--- EXERCISE GOAL ---
Update the listing below by replacing every occurrence of "Agricultural drone survey" with "Living room inventory", and leave all other text unchanged.

Begin INPUT MATERIAL

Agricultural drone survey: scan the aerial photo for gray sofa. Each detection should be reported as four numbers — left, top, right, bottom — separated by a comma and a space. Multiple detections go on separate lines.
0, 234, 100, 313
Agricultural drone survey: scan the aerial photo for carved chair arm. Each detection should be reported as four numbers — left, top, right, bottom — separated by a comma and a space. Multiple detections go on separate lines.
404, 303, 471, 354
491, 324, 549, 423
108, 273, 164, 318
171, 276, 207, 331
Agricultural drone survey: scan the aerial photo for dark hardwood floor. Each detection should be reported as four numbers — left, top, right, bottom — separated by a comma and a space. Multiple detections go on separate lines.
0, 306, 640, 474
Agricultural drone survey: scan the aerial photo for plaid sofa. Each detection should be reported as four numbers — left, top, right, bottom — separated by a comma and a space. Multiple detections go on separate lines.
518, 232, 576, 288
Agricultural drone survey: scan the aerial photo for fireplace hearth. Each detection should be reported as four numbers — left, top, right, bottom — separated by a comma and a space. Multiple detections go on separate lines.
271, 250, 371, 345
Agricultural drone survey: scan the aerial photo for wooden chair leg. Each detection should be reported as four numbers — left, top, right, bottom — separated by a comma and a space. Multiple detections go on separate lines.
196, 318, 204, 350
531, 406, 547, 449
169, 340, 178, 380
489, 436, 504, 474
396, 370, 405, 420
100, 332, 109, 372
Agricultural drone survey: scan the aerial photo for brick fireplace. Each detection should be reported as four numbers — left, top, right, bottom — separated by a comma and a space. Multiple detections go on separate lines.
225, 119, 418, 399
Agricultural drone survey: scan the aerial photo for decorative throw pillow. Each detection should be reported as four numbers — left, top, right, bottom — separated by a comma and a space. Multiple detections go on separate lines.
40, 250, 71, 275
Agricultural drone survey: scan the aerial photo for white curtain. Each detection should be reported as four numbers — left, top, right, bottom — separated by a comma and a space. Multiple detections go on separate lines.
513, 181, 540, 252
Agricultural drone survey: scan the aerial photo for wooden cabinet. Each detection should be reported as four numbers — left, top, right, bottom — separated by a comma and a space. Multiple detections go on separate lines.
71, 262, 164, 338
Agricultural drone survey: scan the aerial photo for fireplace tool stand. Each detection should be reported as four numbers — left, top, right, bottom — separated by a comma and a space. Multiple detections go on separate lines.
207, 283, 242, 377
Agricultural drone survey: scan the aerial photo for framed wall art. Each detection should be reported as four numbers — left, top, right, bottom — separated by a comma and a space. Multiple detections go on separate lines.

End INPUT MATERIAL

--- COMPLETE ANSWER ---
Living room inventory: scan the aerial photo for gray sofa. Each detection should be reported as four numbers — left, top, right, bottom — separated by a comma and a space. Multiple detections go on separate lines.
0, 234, 100, 313
Living room inventory: scan the aerial photo for carved chair arm. Each detection should be reported as four numbers — left, top, right, bottom — separated by a comma and a space. Multiple detections go on separate lines.
404, 303, 471, 354
491, 324, 549, 423
108, 273, 164, 318
171, 276, 207, 331
Living room inventory: scan the aerial photo for dark hardwood floor. Each detection should be reported as four numbers — left, top, right, bottom — separated by a comma and a space. Multiple detections go on separate lines.
0, 306, 640, 474
Living room inventory: scan the aerial photo for plaid sofa. Each detection should be reported as four numbers — left, top, right, bottom — separated by a comma and a space. Multiple detections go on separate lines.
518, 232, 576, 288
Living room inventory: scan the aerial photo for fireplace hearth. Each detection should be reported as four numbers — left, top, right, bottom — separated by a comma and a space. Multiple detections go on separate lines.
271, 250, 371, 345
Living room inventory: scan the aerial photo for wooden chair leg. Each detection should be reported as four numbers — left, top, right, bottom — separated by a comma and a space. Multiple detections go on separate lines.
196, 318, 204, 350
531, 406, 547, 449
169, 340, 178, 380
489, 436, 504, 474
396, 370, 405, 420
100, 332, 109, 372
Living room inventory: scan the aerial photo for brick fireplace. Each detection should be reported as four numbers — left, top, right, bottom — separated by a comma and a space. Multiple detections go on separate lines.
225, 119, 418, 399
Living room inventory: scan the aerial photo for decorative throw pillow. Each detection should be reported as four numbers — left, top, right, bottom — separated by a comma and a space. Multiple detections go on separate lines.
40, 250, 71, 275
Living room inventory: scan the aerial photo for white curtain. Each detection should be reported as four numbers — left, top, right, bottom — separated by a comma and a space. Multiple detections go on separate lines.
513, 181, 540, 252
Living room inventory: scan the aerial photo for wooden cabinet. Each detection should be reported as four numbers — left, top, right, bottom — separated by a comma and a space. Multiple detections go on separate lines.
71, 262, 164, 338
Living room inventory: scan the aerial photo for fireplace tool stand. Each detection should be reported as four numbers — left, top, right, bottom — separated by a comma and a space. Multiple detections go on separate lines.
207, 283, 242, 377
Living room inventory: scan the aerial photo for framed wall art. Each detection should be reported as four numbers — left, top, right, bottom — separated by a comma and a space. Multiple detections go on separate lines.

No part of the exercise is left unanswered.